** Begin SUPPLIED ENTRIES **

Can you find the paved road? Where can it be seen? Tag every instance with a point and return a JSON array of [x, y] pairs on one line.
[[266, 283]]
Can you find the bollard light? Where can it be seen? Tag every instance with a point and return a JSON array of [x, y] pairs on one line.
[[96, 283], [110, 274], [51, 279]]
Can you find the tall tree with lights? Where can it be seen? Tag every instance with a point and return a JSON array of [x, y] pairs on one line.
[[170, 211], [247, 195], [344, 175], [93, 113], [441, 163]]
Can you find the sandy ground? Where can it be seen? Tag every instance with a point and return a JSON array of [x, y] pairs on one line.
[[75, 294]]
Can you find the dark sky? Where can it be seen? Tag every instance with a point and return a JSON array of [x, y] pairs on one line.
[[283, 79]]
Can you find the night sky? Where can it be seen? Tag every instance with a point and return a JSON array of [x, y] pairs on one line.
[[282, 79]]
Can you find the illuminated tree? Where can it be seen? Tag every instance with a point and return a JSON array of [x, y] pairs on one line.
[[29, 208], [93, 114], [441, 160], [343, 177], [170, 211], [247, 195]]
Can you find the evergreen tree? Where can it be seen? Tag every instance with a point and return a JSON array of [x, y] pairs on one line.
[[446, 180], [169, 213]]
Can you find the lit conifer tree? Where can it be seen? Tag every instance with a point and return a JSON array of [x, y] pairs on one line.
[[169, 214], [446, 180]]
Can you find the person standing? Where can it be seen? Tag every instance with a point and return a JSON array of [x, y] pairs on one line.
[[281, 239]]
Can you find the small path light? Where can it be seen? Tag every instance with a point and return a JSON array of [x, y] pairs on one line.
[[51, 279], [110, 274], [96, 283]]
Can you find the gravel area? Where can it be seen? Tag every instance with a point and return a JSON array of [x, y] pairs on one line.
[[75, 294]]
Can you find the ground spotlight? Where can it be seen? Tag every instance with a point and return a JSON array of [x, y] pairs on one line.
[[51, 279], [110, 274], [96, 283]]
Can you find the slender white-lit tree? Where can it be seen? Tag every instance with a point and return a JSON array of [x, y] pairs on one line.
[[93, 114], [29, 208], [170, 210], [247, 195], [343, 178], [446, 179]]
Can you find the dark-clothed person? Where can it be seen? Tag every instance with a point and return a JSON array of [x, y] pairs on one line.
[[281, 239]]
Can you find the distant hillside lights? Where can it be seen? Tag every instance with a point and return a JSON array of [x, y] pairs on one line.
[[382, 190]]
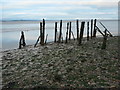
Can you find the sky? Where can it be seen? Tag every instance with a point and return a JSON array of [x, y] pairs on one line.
[[58, 9]]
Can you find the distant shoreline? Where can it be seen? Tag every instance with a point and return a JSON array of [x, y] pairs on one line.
[[61, 65], [61, 19]]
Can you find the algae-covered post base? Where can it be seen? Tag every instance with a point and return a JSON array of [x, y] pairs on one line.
[[81, 32], [22, 40]]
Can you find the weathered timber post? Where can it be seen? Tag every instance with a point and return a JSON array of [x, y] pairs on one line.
[[41, 33], [60, 31], [106, 29], [81, 32], [22, 40], [46, 39], [67, 33], [73, 35], [55, 31], [104, 40], [70, 32], [77, 30], [87, 31], [94, 33], [91, 28]]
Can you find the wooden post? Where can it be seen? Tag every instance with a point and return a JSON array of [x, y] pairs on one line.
[[81, 32], [87, 31], [94, 33], [106, 29], [77, 30], [70, 32], [55, 31], [104, 41], [46, 39], [22, 40], [73, 35], [91, 28], [41, 33], [99, 31], [60, 31], [67, 33]]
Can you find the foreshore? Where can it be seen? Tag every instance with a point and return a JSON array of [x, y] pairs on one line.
[[60, 65]]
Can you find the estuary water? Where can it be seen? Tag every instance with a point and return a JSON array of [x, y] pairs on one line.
[[10, 31]]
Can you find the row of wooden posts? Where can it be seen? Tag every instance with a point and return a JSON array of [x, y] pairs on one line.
[[94, 29]]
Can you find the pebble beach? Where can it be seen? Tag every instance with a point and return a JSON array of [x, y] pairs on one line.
[[60, 65]]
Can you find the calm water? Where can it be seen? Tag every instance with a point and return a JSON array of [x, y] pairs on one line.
[[11, 31]]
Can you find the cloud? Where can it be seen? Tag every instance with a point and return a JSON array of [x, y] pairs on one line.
[[58, 8]]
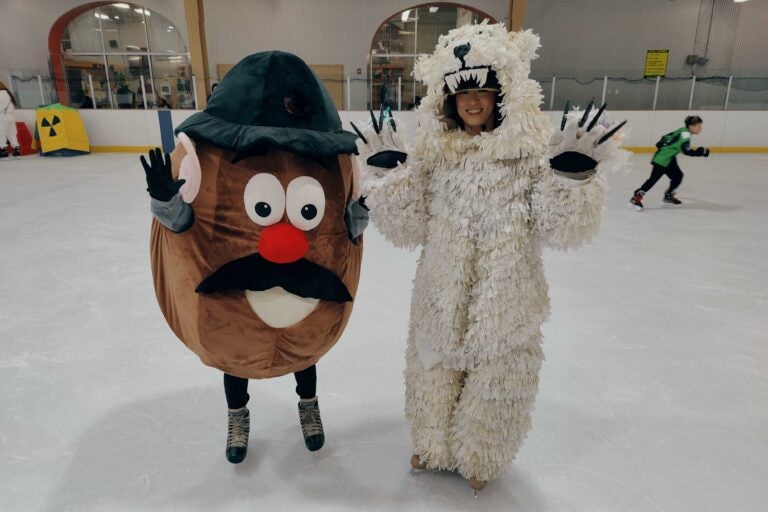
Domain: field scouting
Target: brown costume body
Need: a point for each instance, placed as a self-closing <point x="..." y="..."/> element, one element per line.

** End SUPPLIED ENTRIES **

- _REQUIRED TASK_
Begin with the line that contains "Can you find the pebble" and copy every line through the end of the listing, exactly as written, both ends included. Pictures are not part of the copy.

- _ANSWER TO THE EXERCISE_
Can you find the pebble beach? Where can it be seen? Tag every instance with a point and return a JSON array of [x, y] pairs on one line.
[[60, 65]]
Can you find the calm water? Where can it be seen? Tag every instance with a point and return a JSON array of [x, y] pairs on one line.
[[11, 31]]
Can you find the cloud? Where can it be seen? Tag every instance with a point and return a JSON array of [x, y] pairs on one line.
[[58, 8]]
Domain: field scouting
Target: brown costume body
Need: a point for each instance, placed as a self-closing <point x="..." y="..."/> element, one element per line.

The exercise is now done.